Text excerpt Block Start

Bitcoin is evolving from a static store of value into a financial instrument capable of influencing the credit system.
Just one month later, Bill Pulte, director of the Federal Housing Finance Agency (FHFA), sent another powerful signal. He directed Fannie Mae and Freddie Mac—two pillars of the U.S. housing finance system—to study the feasibility of incorporating cryptocurrencies like Bitcoin into their mortgage underwriting frameworks. This announcement triggered a strong market reaction, with Bitcoin surging nearly 2.87% within 24 hours, reclaiming the $108,000 level.
As posed in a Coinbase ad campaign: "In 2012 you needed 30,000 bitcoins to buy a house; today you need only 5. If home prices keep falling when priced in Bitcoin, why do they keep rising in dollar terms?" What impact might Bitcoin-backed mortgages have on the dollar-based financial system?

Does Bill Pulte’s Statement Carry Weight?
Bill Pulte publicly called on Fannie Mae (FNMA) and Freddie Mac (FHLMC) via Twitter to prepare for potential changes. These two government-sponsored enterprises (GSEs) do not directly issue home loans but play a central “market-making” role in the secondary mortgage market by purchasing privately originated mortgages, thereby ensuring liquidity and sustainability in the lending ecosystem.

The FHFA, established after the 2008 subprime crisis, oversees both institutions. According to a JPMorgan research report, as of December 2024, Fannie Mae and Freddie Mac collectively guaranteed $6.6 trillion in agency mortgage-backed securities (MBS), representing 50% of all outstanding U.S. mortgage debt. Ginnie Mae, fully backed by the U.S. government and directly regulated by HUD, contributed an additional $25 billion in MBS, accounting for 20%.

Outstanding balances of agency MBS (Ginnie Mae, Fannie Mae, Freddie Mac) as of December 2024. Source: JPMorgan
During Trump’s first term, stakeholders discussed various reforms for GSEs, but no legislative progress was made. Pulte used a commanding tone in his tweet because, as FHFA director, he holds supervisory board positions at both companies. Since taking office in March 2025, he has carried out sweeping personnel and structural reforms—removing multiple directors from both entities, appointing himself board chair, and dismissing 14 executives including Freddie Mac’s CEO—significantly strengthening FHFA’s control over the GSEs. The agency is now consulting with the White House and Treasury Department on potential public listing plans based on “implicit guarantees,” giving Pulte’s policy moves profound implications for the financial system. Now, FHFA’s exploration of integrating crypto assets into mortgage underwriting signals a structural shift in regulatory attitudes toward digital assets.
Pulte’s personal background adds further complexity. As the third-generation leader of Pulte Homes, the third-largest homebuilder in the U.S., and like President Trump, a scion of a real estate dynasty, he is also among the earliest federal officials in Trump’s circle to openly support cryptocurrency. As early as 2019, he advocated for crypto philanthropy on social media and disclosed holding significant amounts of Bitcoin and Solana. His investments include high-volatility assets such as GameStop and Marathon Digital, aligning more closely with the “Degen” archetype than typical politicians. Given his crypto track record, his push to integrate digital assets into American homeownership appears far from impulsive.

Text excerpt Block End

▶ _Task goal_
Answer these questions from the Bitcoin mortgage text:
1. By about what percentage did Bitcoin rise within 24 hours of the announcement?
2. In what month and year did Pulte take office?
3. Of which homebuilder is Pulte the third-generation leader?
The records have nothing to do with this work.

Data to examine Block Start

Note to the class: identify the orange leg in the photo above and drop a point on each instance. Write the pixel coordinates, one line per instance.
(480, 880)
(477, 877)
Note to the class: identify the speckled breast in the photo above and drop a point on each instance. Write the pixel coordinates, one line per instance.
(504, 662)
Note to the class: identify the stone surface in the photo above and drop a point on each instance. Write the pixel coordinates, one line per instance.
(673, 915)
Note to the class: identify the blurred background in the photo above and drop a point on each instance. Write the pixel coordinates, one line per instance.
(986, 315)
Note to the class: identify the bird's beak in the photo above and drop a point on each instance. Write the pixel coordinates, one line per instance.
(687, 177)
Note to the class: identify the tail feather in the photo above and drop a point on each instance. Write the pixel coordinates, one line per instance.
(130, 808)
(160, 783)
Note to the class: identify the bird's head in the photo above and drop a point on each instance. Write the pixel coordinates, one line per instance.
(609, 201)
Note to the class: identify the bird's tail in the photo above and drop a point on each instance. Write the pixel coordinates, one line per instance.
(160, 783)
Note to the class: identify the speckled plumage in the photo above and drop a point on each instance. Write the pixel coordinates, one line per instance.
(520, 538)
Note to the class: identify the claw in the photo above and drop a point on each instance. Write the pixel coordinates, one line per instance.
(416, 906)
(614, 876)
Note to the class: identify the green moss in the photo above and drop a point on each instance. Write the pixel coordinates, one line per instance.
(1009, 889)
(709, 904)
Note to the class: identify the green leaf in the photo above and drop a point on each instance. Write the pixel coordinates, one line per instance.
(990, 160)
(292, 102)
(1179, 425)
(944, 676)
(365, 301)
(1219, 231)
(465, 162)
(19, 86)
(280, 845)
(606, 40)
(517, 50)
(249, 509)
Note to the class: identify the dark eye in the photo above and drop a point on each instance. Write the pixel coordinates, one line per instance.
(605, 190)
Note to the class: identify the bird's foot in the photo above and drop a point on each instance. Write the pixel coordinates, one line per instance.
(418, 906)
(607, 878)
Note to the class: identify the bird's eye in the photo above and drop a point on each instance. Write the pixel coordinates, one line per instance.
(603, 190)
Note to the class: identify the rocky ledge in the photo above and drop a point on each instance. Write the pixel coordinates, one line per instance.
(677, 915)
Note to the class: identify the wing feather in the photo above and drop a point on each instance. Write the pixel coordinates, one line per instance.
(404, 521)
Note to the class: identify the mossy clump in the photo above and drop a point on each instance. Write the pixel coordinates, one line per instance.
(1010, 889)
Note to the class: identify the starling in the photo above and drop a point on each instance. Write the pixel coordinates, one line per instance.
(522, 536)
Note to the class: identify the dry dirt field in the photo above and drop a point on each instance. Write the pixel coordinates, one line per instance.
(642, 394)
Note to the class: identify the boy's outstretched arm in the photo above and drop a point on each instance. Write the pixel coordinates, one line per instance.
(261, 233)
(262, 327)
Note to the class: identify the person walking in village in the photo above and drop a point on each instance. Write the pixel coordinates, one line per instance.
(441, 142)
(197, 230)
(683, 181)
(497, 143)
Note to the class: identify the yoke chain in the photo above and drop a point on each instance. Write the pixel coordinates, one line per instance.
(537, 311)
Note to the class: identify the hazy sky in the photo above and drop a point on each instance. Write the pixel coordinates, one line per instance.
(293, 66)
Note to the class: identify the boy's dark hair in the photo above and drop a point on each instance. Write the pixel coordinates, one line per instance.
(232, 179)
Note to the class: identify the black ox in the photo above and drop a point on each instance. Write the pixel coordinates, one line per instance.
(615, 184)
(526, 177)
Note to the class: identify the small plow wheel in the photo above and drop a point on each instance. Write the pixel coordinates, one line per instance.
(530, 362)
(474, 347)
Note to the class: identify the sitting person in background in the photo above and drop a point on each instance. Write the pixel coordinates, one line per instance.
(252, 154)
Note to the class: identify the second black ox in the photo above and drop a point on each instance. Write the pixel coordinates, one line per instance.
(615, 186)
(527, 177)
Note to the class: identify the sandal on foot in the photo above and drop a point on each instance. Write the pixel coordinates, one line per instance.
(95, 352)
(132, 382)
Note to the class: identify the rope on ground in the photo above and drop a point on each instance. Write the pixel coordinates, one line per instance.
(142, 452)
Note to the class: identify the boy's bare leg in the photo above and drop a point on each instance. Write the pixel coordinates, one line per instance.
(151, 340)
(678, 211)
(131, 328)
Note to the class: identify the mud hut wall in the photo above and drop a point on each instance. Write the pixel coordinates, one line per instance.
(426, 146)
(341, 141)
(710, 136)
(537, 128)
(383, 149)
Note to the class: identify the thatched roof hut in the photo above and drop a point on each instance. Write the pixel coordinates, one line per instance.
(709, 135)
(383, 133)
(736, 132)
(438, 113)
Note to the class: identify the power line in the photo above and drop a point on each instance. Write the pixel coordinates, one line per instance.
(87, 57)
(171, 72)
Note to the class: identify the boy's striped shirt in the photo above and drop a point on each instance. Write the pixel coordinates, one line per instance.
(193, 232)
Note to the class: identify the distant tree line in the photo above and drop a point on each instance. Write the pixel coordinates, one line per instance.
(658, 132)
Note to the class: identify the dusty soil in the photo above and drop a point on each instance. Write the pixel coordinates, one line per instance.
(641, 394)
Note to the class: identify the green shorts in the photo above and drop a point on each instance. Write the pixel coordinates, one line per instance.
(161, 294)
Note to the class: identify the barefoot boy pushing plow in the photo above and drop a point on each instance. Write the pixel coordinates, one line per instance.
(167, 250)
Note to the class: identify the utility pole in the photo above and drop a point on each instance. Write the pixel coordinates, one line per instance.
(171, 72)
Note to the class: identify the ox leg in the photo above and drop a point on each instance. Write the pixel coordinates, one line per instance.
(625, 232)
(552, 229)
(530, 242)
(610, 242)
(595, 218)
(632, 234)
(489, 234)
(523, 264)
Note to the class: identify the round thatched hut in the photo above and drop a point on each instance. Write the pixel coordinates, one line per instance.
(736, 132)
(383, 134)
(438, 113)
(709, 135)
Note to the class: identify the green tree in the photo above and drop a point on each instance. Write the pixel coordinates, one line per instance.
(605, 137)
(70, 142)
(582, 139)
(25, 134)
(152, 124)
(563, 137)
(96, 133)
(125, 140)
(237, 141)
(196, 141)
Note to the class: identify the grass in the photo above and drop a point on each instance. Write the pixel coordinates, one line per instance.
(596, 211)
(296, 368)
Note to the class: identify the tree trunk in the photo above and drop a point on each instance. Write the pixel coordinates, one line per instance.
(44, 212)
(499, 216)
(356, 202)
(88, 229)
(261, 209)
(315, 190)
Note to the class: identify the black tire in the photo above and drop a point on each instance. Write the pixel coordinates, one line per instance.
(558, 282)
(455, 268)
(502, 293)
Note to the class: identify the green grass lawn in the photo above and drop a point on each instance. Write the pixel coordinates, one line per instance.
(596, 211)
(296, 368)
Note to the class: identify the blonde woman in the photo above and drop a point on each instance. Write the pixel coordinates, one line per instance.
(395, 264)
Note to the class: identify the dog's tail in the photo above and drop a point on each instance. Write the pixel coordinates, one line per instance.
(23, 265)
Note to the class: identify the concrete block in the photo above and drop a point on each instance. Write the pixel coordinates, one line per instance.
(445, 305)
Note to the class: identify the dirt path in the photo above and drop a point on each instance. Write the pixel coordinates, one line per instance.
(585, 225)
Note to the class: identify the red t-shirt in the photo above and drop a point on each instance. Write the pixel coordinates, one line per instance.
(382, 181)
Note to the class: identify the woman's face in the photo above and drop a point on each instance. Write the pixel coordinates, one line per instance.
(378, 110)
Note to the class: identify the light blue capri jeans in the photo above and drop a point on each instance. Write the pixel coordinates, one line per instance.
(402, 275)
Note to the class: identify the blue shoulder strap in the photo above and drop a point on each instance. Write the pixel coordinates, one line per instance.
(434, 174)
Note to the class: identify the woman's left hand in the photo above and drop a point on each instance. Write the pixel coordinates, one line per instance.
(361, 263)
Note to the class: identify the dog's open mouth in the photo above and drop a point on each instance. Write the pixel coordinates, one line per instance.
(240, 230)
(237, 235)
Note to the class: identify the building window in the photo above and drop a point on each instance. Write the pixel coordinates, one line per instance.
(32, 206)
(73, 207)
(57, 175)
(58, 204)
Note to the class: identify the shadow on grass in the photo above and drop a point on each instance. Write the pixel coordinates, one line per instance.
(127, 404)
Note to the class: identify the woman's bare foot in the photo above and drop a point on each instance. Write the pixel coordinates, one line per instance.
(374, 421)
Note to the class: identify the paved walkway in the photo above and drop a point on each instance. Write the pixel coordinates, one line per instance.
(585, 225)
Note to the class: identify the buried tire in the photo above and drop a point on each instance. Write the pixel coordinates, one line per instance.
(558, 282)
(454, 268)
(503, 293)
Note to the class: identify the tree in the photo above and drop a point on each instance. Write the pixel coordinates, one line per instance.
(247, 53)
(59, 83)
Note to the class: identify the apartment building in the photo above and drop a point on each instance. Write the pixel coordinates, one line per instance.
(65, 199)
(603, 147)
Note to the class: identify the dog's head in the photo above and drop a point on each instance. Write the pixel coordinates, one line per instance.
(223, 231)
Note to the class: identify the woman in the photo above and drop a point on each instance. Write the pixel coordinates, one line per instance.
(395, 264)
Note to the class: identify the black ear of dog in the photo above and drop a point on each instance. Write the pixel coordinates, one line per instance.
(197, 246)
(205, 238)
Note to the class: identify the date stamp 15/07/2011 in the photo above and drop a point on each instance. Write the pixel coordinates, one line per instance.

Data to examine Block End

▶ _Written solution_
1. Nearly 2.87%
2. March 2025
3. Pulte Homes